> **Task to carry out**
Only the final stretch of the data is wanted: reproduce the line containing "Ground the white house" and each line after it, exactly.

> **Items from a data source**
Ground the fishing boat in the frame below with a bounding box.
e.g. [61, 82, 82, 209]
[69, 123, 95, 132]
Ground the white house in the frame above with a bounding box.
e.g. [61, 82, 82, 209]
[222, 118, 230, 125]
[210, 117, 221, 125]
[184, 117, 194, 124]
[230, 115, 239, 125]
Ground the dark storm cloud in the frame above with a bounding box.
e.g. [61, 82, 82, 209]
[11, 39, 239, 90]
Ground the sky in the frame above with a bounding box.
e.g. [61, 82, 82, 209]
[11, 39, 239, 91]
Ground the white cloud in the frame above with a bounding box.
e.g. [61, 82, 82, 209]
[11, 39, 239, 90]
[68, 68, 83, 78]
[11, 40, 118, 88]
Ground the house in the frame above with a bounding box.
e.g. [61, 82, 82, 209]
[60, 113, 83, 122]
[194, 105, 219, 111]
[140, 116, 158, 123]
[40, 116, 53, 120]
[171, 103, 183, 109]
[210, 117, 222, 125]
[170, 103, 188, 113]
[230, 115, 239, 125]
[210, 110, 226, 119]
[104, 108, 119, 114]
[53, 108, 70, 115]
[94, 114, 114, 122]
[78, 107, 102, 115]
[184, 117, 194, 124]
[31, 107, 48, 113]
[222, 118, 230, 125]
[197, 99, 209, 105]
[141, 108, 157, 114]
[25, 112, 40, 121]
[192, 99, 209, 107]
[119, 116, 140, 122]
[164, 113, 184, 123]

> **Result of this exercise**
Ground the white house in the frame above with a bounding box.
e.g. [61, 82, 82, 209]
[222, 118, 230, 125]
[210, 117, 221, 125]
[184, 117, 194, 124]
[230, 115, 239, 125]
Ground the dark storm cloud in the frame above with a bounding box.
e.g. [61, 82, 82, 209]
[11, 39, 239, 90]
Ground the sky in the frame above with a bounding box.
e.g. [61, 82, 82, 209]
[11, 39, 239, 91]
Ground the white cloud in the frame above with a bounding box.
e.g. [61, 82, 82, 209]
[11, 39, 239, 90]
[68, 68, 83, 78]
[11, 40, 118, 88]
Ground the house in the frame above with a bounding box.
e.g. [61, 82, 82, 209]
[60, 113, 83, 122]
[194, 105, 219, 111]
[140, 116, 158, 123]
[40, 116, 53, 120]
[171, 103, 183, 109]
[210, 117, 222, 125]
[170, 103, 188, 113]
[230, 115, 239, 125]
[210, 110, 226, 119]
[104, 108, 119, 114]
[53, 108, 70, 115]
[94, 114, 114, 122]
[78, 107, 102, 115]
[184, 117, 194, 124]
[31, 107, 48, 113]
[222, 118, 230, 125]
[197, 99, 209, 105]
[141, 108, 157, 114]
[25, 112, 40, 121]
[192, 99, 209, 107]
[119, 116, 140, 122]
[164, 113, 184, 123]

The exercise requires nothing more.